本文 –
+===+
本発明は、例えば基板上に薄膜を形成するためのスパッタリングに使用されるスパッタリングターゲット材に関するものである。
近年、大型ディスプレイパネルの高精細化のため、TFTアレイ配線の微細化が要求されている。配線材料としては、電気抵抗率がアルミニウム(Al)よりも低い銅(Cu)の採用が始まっている。今後、4K×2K(4000×2000画素級)の更なる高精細化や駆動周波数が120Hzや240Hzといった高速駆動化に対応するためには、益々、配線材料の低抵抗化が必要とされ、配線材料の主流であったAlからCuへの変更が進むと予想される。
ところで、基板上に微細なCu配線パターンを形成する際にターゲット材を用いて行われるスパッタリングプロセスにおいては、長時間のスパッタリングによりターゲット材表面が侵食され、その侵食されたエロージョン部分の凹凸が大きくなると、エロージョン部分で異常放電が発生する。この異常放電により、ターゲット材質が高温で液滴状になったスプラッシュが基板に付着するので、Cu配線の製造歩留まりが低下するという問題点があった。
上記問題点を改善するため、スパッタリング用Cuターゲット材の結晶組織の検討が行われてきた。その従来の一例としては、例えば再結晶プロセスを用いて平均結晶粒径を80μm以下とすることで、スパッタリング粒子の方向性を揃え、かつ、粗大クラスタの発生を低減したCuターゲットがある(例えば、特許文献1参照)。
+===+
資料 –
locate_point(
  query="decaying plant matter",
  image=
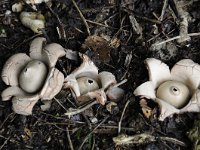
+===+
課題 – スパッタリングターゲット材を扱った本文の続きを、最後の文のあとから書く。

解答 –
従来の他の一例としては、例えば純度を5N(99.999%)とし、平均結晶粒径を250(超)〜5000μmとし、パーティクルの発生を抑制した高純度Cuスパッタリングターゲットがある(例えば、特許文献2参照)。
一方、従来のスパッタ技術の一例としては、例えばCuのセルフイオンスパッタリング法(Ar等のプロセスガスを使用せずに、ターゲット材質原子自身のCuイオンによりスパッタリングする方法)がある。このセルフイオンスパッタリング法を適用した高純度Cuスパッタリングターゲットは、Cuイオンによる自己維持放電を長時間持続させるため、高純度Cuに、Ag及びAuから選ばれる少なくとも一種を、合計含有量として0.005〜500ppmの範囲で添加している(例えば、特許文献3参照)。
また、従来の他のスパッタリング材の一例としては、半導体装置配線シード層形成用のCu合金スパッタリングターゲットがある(例えば、特許文献4参照)。この従来のCu合金スパッタリングターゲットは、Agを0.05〜2質量%(500〜20000ppm)含有し、V、Nb、及びTaのうちの1種又は2種以上を合計で0.03〜0.3質量%(300〜3000ppm)含有するCu合金からなっている。
上記特許文献4に記載された従来のCu合金スパッタリングターゲットを用いて、LSIのSi系半導体におけるバリア層としてのTaN層上にシード層となる薄膜をスパッタ成膜すると、熱による凝集が少なくなり、薄膜のボイド発生が抑えられるとしている。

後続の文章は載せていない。